------ Stored data ------

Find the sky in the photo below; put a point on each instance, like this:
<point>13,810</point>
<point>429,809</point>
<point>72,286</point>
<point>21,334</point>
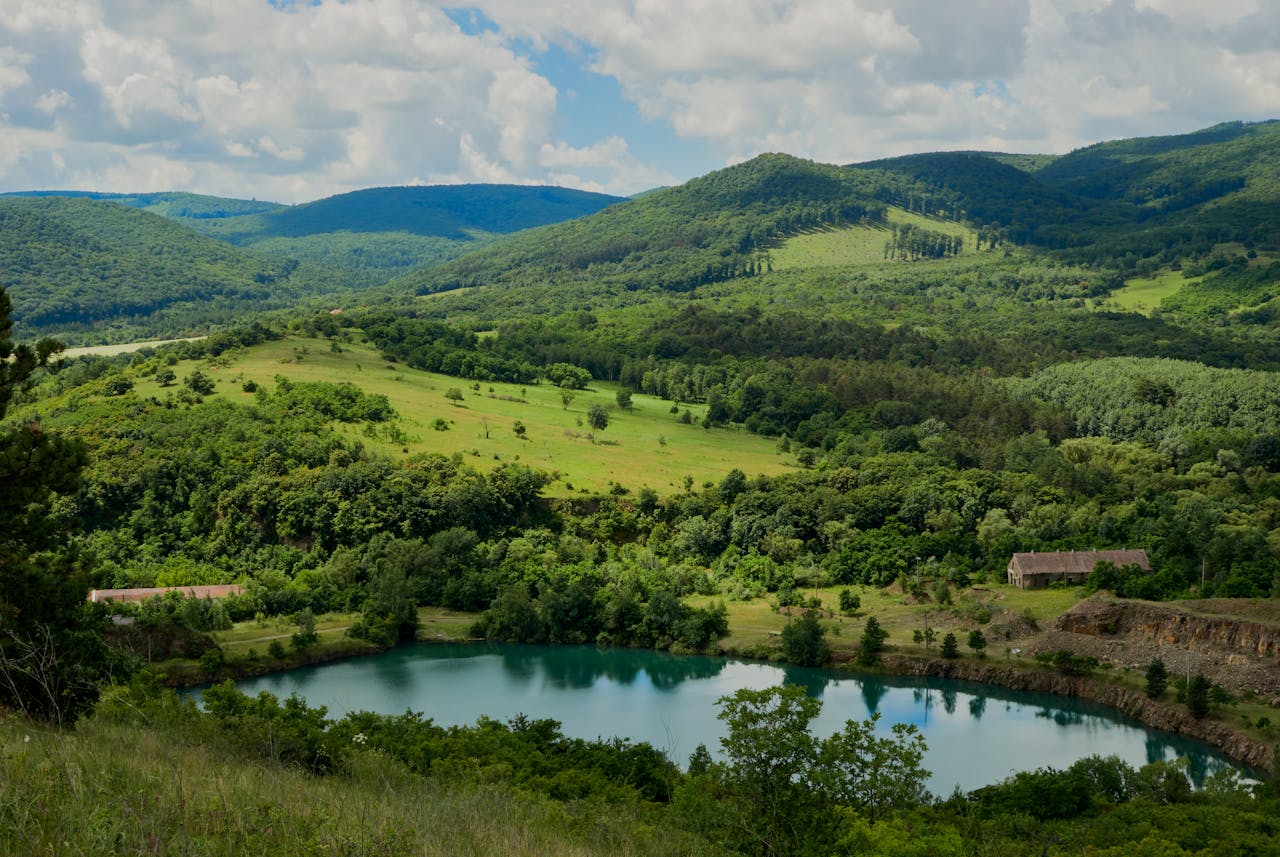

------

Exercise instructions
Render the rows above as a JSON list of strings, one string per line, omitting any blank lines and leaving out the pictures.

Solution to this exercise
[
  "Find the sky in the photo below; put a point on each instance, like this:",
  "<point>13,810</point>",
  "<point>429,809</point>",
  "<point>72,286</point>",
  "<point>21,334</point>"
]